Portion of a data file
────────────────────

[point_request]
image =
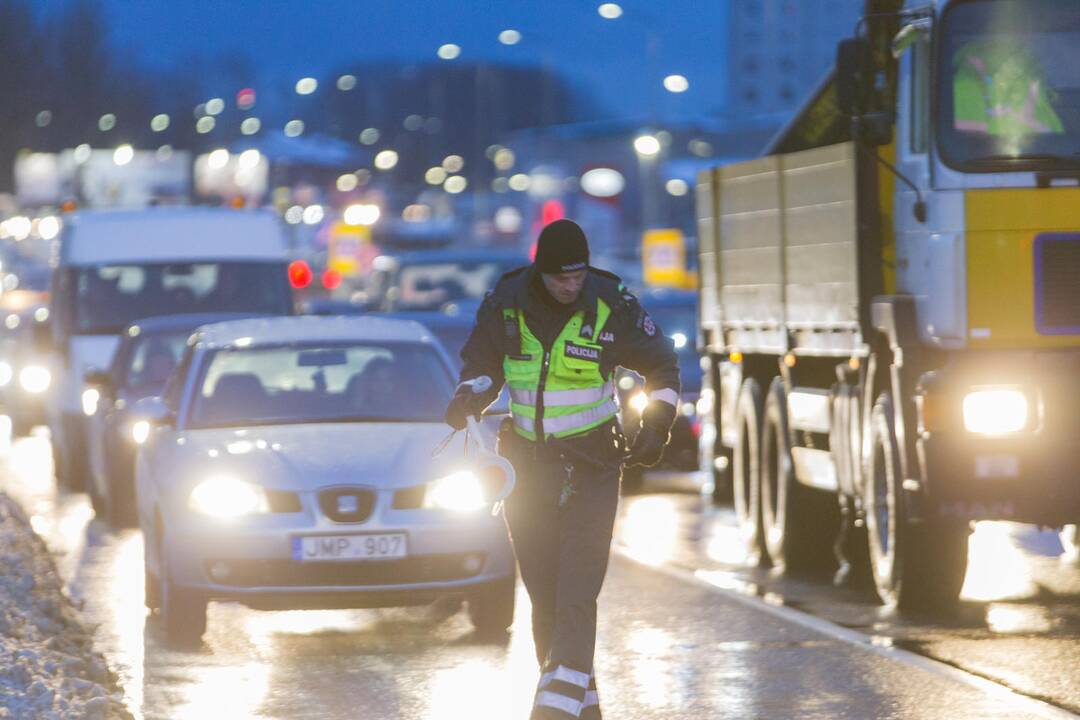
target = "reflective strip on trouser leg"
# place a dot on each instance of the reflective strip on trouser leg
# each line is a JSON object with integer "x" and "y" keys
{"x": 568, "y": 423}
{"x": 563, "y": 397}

────────────────────

THE REQUEST | Copy out every line of the item above verbatim, but omit the picture.

SOLUTION BELOW |
[point_request]
image =
target = "reflective strip on trouser leg"
# place a dot on each instance of the reflective strip on trouser leg
# each line is a JSON object with integer "x" and "y" keys
{"x": 568, "y": 423}
{"x": 563, "y": 397}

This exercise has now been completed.